- **EXERCISE TASK**: Extract the lines of the records below, starting at the line that contains "of the sun in" and ending at the line that contains "of the sandy", and reproduce them word for word.

- **RECORDS PROVIDED**:
......

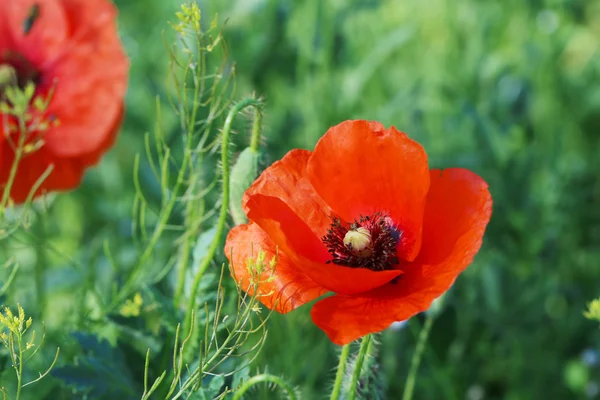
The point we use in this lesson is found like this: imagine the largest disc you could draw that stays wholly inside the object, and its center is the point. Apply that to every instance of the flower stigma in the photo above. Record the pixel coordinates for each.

......

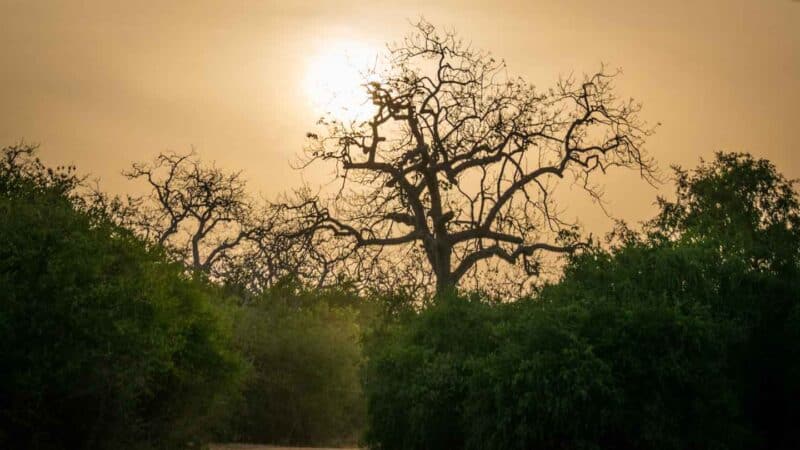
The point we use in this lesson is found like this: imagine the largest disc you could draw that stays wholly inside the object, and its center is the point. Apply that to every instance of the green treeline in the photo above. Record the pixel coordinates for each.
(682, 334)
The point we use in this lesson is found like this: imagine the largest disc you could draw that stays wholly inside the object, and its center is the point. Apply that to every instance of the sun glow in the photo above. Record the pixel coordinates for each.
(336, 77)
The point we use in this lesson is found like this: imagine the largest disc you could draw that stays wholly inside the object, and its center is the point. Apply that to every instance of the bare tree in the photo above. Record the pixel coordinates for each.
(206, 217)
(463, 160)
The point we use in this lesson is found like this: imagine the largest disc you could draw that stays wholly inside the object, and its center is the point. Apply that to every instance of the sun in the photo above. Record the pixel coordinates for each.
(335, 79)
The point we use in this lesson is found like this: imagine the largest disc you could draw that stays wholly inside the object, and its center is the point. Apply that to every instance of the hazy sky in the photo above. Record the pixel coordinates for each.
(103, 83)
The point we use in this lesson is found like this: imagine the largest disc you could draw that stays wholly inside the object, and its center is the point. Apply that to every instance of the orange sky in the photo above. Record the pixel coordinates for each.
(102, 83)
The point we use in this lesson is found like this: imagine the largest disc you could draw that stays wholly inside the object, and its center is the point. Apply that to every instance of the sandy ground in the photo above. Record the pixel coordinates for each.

......

- **EXERCISE RESPONSE**:
The point we use in this lesson is found like this: imagine the largest disc you could draw that stays wholly inside the object, and its center is the point. Apply that to every instance of the sun in the photo above. Record the pixel coordinates for each.
(335, 79)
The point we use in this lesson is found like this: imagine the largest disc you could draw that stays wholly inside the object, and its center is the point. Apply that to every instance of the hazy sky in the photo above. Record the pixel coordinates for each.
(103, 83)
The point we use in this lesson is found like this: imagine the largest disc you could draw that stays wholly inside the object, and its center is the point. Apply that to every instance of the orange sky in the photo above. Record the pixel coordinates for each.
(102, 83)
The point we use in this lesson is found like this: imagine the largest disc you could draw that stays wholly inside the object, and its center is the point. Apply that to every instance of the sandy ground in the photo above. Record the pixel coordinates for each.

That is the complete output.